§ **The input**:
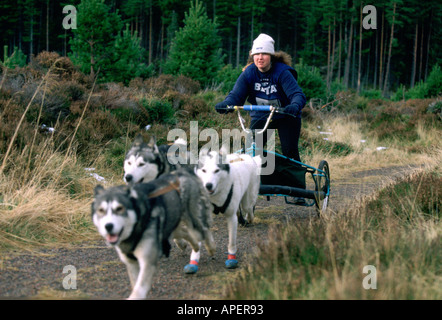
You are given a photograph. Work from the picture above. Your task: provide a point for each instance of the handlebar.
(269, 108)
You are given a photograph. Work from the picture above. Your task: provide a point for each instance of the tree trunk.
(376, 57)
(238, 36)
(387, 72)
(333, 50)
(360, 54)
(328, 56)
(421, 53)
(428, 47)
(150, 34)
(340, 51)
(381, 55)
(47, 25)
(348, 59)
(413, 66)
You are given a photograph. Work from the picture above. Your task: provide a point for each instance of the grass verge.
(398, 231)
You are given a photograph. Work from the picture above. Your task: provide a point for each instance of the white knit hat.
(263, 44)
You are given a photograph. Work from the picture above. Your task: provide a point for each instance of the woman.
(270, 80)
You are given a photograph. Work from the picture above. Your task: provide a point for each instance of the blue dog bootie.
(191, 268)
(231, 262)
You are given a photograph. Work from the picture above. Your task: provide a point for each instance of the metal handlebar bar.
(270, 108)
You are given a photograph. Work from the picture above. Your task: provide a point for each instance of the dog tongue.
(111, 238)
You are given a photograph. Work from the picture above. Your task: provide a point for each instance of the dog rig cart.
(289, 177)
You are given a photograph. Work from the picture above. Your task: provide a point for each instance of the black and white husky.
(232, 182)
(139, 221)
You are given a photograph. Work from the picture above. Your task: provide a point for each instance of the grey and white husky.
(232, 181)
(147, 161)
(139, 221)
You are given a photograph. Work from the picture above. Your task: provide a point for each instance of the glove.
(293, 109)
(222, 107)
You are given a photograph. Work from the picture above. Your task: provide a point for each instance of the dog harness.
(223, 209)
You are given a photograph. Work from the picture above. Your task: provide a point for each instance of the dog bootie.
(231, 262)
(192, 267)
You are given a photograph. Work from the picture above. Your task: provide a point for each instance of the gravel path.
(101, 275)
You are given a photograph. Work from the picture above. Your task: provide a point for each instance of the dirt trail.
(101, 275)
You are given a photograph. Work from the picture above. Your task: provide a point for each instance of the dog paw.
(231, 262)
(191, 268)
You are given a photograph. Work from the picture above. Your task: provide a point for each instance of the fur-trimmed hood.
(279, 56)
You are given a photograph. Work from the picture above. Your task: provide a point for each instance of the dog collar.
(223, 209)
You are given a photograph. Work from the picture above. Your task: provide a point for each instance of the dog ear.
(153, 144)
(139, 140)
(98, 190)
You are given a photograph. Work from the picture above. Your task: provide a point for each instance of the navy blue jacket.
(277, 87)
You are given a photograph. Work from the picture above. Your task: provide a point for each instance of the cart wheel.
(322, 183)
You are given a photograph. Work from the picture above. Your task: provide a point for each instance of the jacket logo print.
(265, 87)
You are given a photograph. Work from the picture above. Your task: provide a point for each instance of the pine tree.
(94, 38)
(195, 50)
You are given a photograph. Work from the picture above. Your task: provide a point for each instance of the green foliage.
(434, 82)
(431, 88)
(311, 81)
(195, 50)
(99, 44)
(226, 77)
(16, 59)
(158, 110)
(94, 38)
(127, 58)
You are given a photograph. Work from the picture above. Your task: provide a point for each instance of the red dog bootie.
(192, 267)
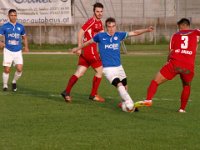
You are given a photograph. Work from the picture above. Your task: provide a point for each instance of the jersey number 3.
(184, 45)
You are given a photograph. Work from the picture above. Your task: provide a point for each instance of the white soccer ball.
(128, 106)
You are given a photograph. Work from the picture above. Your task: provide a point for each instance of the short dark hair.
(109, 20)
(12, 11)
(97, 5)
(184, 21)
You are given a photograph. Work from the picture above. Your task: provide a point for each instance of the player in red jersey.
(181, 61)
(89, 56)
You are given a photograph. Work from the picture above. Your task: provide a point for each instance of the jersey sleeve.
(198, 32)
(96, 38)
(23, 31)
(2, 31)
(88, 24)
(171, 45)
(122, 35)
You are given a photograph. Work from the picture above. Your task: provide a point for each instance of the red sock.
(71, 83)
(185, 96)
(95, 85)
(151, 90)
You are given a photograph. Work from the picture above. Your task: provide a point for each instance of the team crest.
(115, 38)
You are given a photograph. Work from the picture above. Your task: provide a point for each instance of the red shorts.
(93, 61)
(171, 69)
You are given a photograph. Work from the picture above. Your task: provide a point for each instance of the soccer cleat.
(66, 96)
(97, 98)
(147, 103)
(14, 87)
(181, 111)
(120, 106)
(5, 89)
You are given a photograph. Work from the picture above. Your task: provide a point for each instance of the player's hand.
(79, 52)
(2, 45)
(26, 49)
(76, 51)
(150, 28)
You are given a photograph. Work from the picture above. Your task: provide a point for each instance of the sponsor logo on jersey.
(113, 46)
(14, 35)
(182, 51)
(115, 38)
(186, 52)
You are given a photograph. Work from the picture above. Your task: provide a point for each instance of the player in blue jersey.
(109, 49)
(13, 33)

§ **Goal**:
Repeat the material above verbatim, with no pictures in the output.

§ **The answer**:
You are given a photograph. Work from the picture above. Your task: provide a point for each instance of the handlebar.
(269, 108)
You are given a photograph. Work from the picture above. Your task: provide a point for each instance of the tree trunk.
(376, 57)
(238, 36)
(387, 72)
(333, 50)
(360, 54)
(328, 56)
(421, 53)
(428, 47)
(150, 34)
(340, 51)
(381, 55)
(47, 25)
(348, 59)
(413, 66)
You are given a photograph. Work from the picture above. Your task: provide a point for each instance of the grass verge.
(398, 231)
You are given a photograph. Work from the picture above. Your task: provide a point for each instance of the white knit hat.
(263, 44)
You are given a photograph. Work from the picture above. Your task: provide a point for each instance of the woman.
(270, 80)
You are given a photograph. Work from the picture above. Your task: provide a point for each instance of the blue dog bootie.
(191, 268)
(231, 262)
You are given a photograph. Work from the picture above. Your task: provide a point for each instance of the metal handlebar bar.
(270, 108)
You are given a photograph. Work from the picture above. Your task: provide a point for each instance of the dog tongue.
(111, 238)
You are given a photograph. Work from the picture above. Your task: provide a point for each instance of the dog rig cart.
(289, 177)
You are given a photograph. Work from the picture above. Your task: provide a point for each instance of the black and white husky.
(232, 182)
(139, 221)
You are given a photograph. Work from the picture above. Your task: provide a point for each instance of the grey and white husky.
(232, 181)
(147, 161)
(139, 221)
You are given a photograph. Work from the picture above. Your task: provide a point for each instance of the glove.
(293, 109)
(222, 107)
You are given a photograph. Work from the picture above. Your task: provide a point for each instance of the dog harness.
(223, 209)
You are given a photograph. Work from the picture above. Your task: provide a point for each instance of the dog bootie.
(231, 262)
(192, 267)
You are given a photograph. Work from the picture above. Your task: provide a point for each instance of the gravel path.
(101, 275)
You are given a photograph. Work from the picture above. Your task: provide a point for each instance of the dirt trail.
(101, 275)
You are given a photograph. Work from the picture above. Your task: provide a point for each instance of the dog paw.
(231, 262)
(191, 268)
You are given a photograph. Work from the picture above. Your task: provide a point for each instance of the fur-trimmed hood.
(279, 56)
You are given a photograph. Work from the picture above. Your task: provide a point for each instance of the dog collar.
(223, 209)
You are given a photograph. Work from the picture above. Your task: provide a point for each instance of the dog ear.
(153, 144)
(139, 140)
(98, 190)
You are given a photograph. Work from the picture above. Your task: provide a point for each instance of the navy blue jacket.
(277, 87)
You are given a photograph. Work from the picture above. Your task: provide a point for each instance of the cart wheel.
(322, 183)
You are given a photograph. Work from the picture above. Your task: provide a point for each instance of the jacket logo print.
(265, 87)
You are given a photograph. Work from the picture above. Your task: provide a point for each instance of the pine tree.
(94, 38)
(195, 50)
You are given a photograph. Work from the picture above. Your task: provide a point for each instance of the green foliage.
(434, 82)
(431, 88)
(311, 81)
(195, 50)
(99, 44)
(226, 77)
(16, 59)
(158, 110)
(94, 38)
(127, 58)
You are given a photograph. Work from the picture above. Your task: provide a point for each instance of the red dog bootie.
(192, 267)
You are given a photograph. Work from the picture above. Your task: provide a point for each instance of the jersey number 3.
(184, 45)
You are given a photograph. Work from the picture above. Your task: provide a point for each instance of the white soccer ball.
(128, 106)
You are given a photograph. Work from the picture above. Your task: provide a point for each instance of the short dark hair.
(109, 20)
(12, 11)
(97, 5)
(184, 21)
You are given a photograph. Work from the picture above. Your task: provide a point for each instance of the player in red jersey.
(181, 61)
(89, 56)
You are given a photograph. Work from the picture above. Your task: provide a point for each instance of the jersey sleeve.
(198, 32)
(96, 38)
(23, 31)
(2, 31)
(88, 24)
(171, 45)
(122, 35)
You are given a photograph. Work from the picture above. Your task: provide a point for each instance of the red sock.
(71, 83)
(185, 96)
(95, 85)
(151, 90)
You are given a photograph. Work from the picture above. Your task: provide a point for each instance of the team crest.
(115, 38)
You are given a photograph. Work from the picture above. Your task: provide a point for each instance of the red shorts.
(93, 61)
(171, 69)
You are given a photograph. Work from the picture above. Your task: provide a point for each instance of the soccer cleat.
(66, 96)
(97, 98)
(147, 103)
(14, 87)
(181, 111)
(120, 106)
(5, 89)
You are given a photograph. Work from the picture above. Your task: provide a point for each instance of the player's hand.
(79, 52)
(2, 45)
(26, 49)
(76, 51)
(150, 28)
You are given a photograph. Work from the picture above. Your task: provide a point for each instance of the sponsor logo on jersey.
(113, 46)
(14, 35)
(182, 51)
(115, 38)
(186, 52)
You are given a photograph. Work from the picture above. Your task: provide a point for each instance of the player in blue jersey.
(109, 49)
(13, 33)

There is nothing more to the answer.